Continue the forum post on color management, starting right after its last sentence.

• _SELECTION_:
........

Re: Color management

[Date Prev][Date Next][Thread Prev][Thread Next][Date Index][Thread Index]

 



I thought I was alone with my take on colour management but it seems others have 'discovered' the same thing as I.

I'd also state straight up that I taught photography as a science course, so the emphasis was not on following what I say, but in having students TEST what I say - compare it to other methods, compare it to 'what they know' and evaluate the results as objectively as possible. That is what science is.. degrees don't make a scientist - science is a philosophy of analysis.


So firstly... if you're a graphic designer working with colourmetrics, you've a set of colours that are limited to your printer, and graphics printers are generally 4 colour.

This means: photographs will never reproduce well
Your calibration is based on inksets used in specific printers.
You will pay dearly to buy profiles.
You will be outputting to a very tiny selection of printers.
Photographers will hate your work and say you do not understand colour.


We are photographers. We work with many more inks than this, we don't like spending money, and we DO understand colour, just differently than graphics guys understand it.

I was thinking about this one day while I was running a control strip through the RA4 machine. For those who are unaware of the process, a batch of 'control strips' are bought from Kodak, Fuji or elsewhere that are simply lengths of RA4 paper, frozen, that have been exposed to give a selection of colour swatches. Instructions on the box include (specific to each batch) standard colour correction variables - ie, each batch of paper is different so even though the exposure of the paper was done under a specific, carefully monitored light source, the paper will not represent these colours 100% accurate from batch to batch.

Running these through the RA4 machine each day you'd then pop the control strip under a densitometer and check how close the colours were to what they were supposed to be (allowing for the included variation) then you'd head back to the RA4 machine and tweak the chemistry..

This was a number of days after Fuji Australia had failed to reorder E6 control strips and we'd run out.. 4 weeks wait and we neeeeeed these things to get the chemistry right! Kodak had none either (unbefreakingleavable)

I got around this pretty easily by grabbing a batch of frozen film which had always produced reliable colours, then I shot a few rolls of a Gretag card under controlled lights (flash with voltage monitoring) at a specified distance at a specified exposure with a specific camera. - all carefully noted in case I needed to go through the process again at a later time. It is critical you use exactly the same setup, any variations *here* will affect stuff *there* - how you going to know which was which?

........

• _MATERIAL PROVIDED_:
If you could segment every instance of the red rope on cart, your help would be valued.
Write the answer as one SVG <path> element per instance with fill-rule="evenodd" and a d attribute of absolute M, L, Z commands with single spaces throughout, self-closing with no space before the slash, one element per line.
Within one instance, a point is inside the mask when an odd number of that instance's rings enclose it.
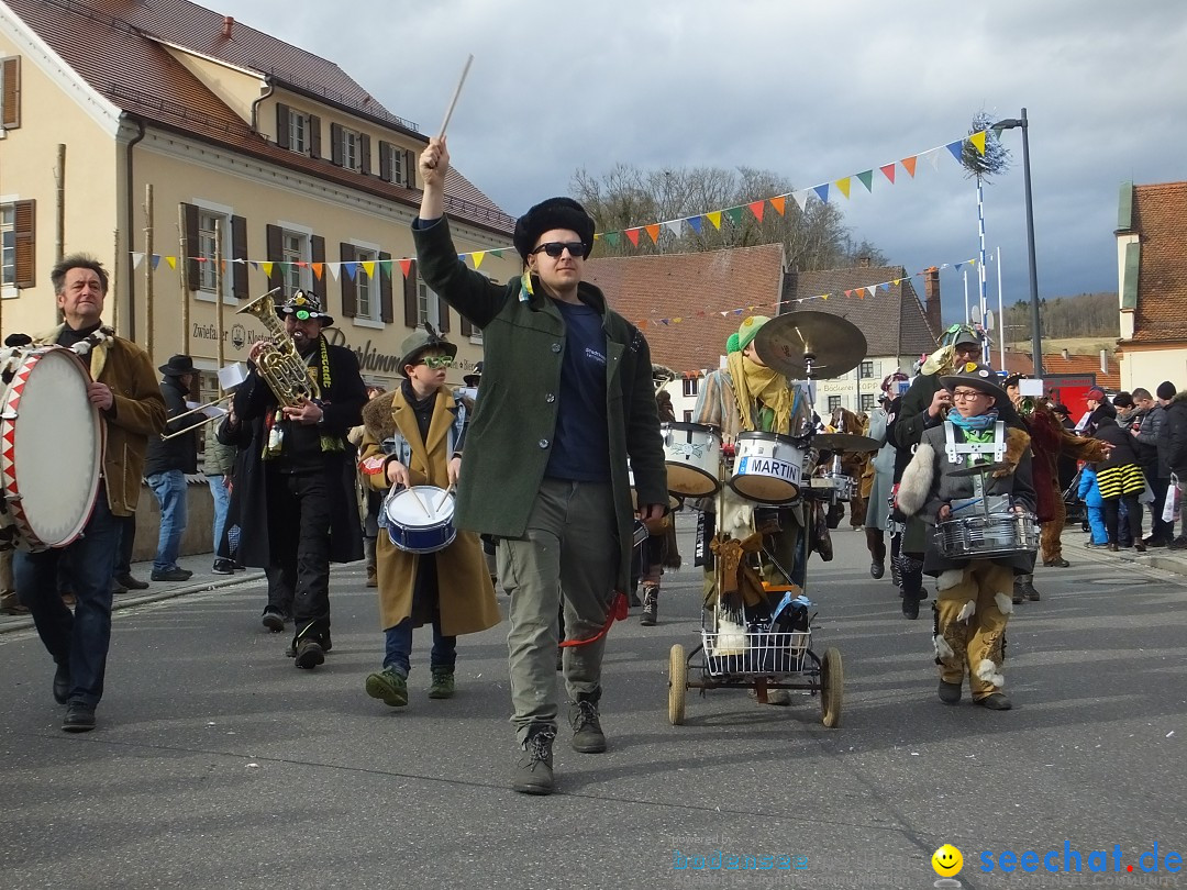
<path fill-rule="evenodd" d="M 630 605 L 627 603 L 627 595 L 622 591 L 615 591 L 614 602 L 610 603 L 610 610 L 605 616 L 605 624 L 602 625 L 602 629 L 586 640 L 565 640 L 561 646 L 588 646 L 589 643 L 596 643 L 610 631 L 611 624 L 616 621 L 626 621 L 629 615 Z"/>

........

• _TASK RESPONSE_:
After this, I snipped off a few frames and ran these with the last control strip through the chemistry. Popping them under the densitometer, I calibrated the control strip, then adjusted the values against the stock I shot.. I calculated what the correct values for my control strips were, adjusted the chemistry based on the last Fuji control strip then checked mine again. Pretty close to perfect.

Noting the various values for My Control Strips, the rest of the rolls shot were snipped up and frozen to be used daily.. When the Fuji control strips finally came in I checked the chemistry as we'd been using it against what it was supposed to be and it was as though we'd been using the Fuji's all along.

Back to the RA4 saga..

I was tossing all this around in my head along with what I knew was being taught about colour management to students and I had a bit of an epiphany

Firstly, aside from the control strips, NO ONE sticks their prints under the densitometer unless they're testing papers! No final print is ever checked this way - they're viewed under a controlled 'daylight' light source by eye, but never a densitometer! We only calibrate the 'printer' - not the film, not the lighting conditions, nothing but the printer (RA4) and then as we print we eyeball the results and tweak the filtration until we get the print looking right. Once your light is right, for that entire roll of film (if the subjects were shot under the same light) no further tweaking is necessary.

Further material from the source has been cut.